OBJECTIVE:
Rename "plant pot" to "flower pot" in the records, starting at the line containing "If it's not too much trouble, could you box the beige" and running through the end of the records. Write those lines out again with everything else left unchanged.

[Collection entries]

____________________

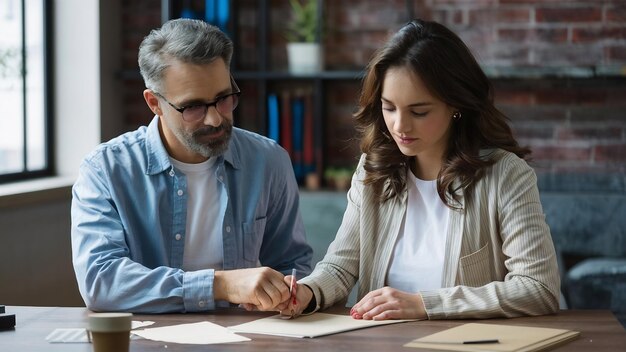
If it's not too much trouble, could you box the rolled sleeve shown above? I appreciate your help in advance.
[183,269,215,312]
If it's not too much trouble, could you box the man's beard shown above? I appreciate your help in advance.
[175,121,233,158]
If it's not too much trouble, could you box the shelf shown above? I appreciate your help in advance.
[233,71,364,80]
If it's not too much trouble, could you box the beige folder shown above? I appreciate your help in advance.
[404,323,580,352]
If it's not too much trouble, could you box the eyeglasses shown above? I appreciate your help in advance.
[153,77,241,122]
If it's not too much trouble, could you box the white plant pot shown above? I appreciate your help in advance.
[287,43,322,74]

____________________

WRITTEN RESPONSE:
If it's not too much trouble, could you box the beige folder shown above? I appreciate your help in advance.
[404,323,580,352]
If it's not too much trouble, could you box the eyeglasses shown above? I appreciate your help in advance.
[153,77,241,122]
If it's not too much trouble, could you box the white flower pot shown above? I appreciate your help in advance.
[287,43,322,74]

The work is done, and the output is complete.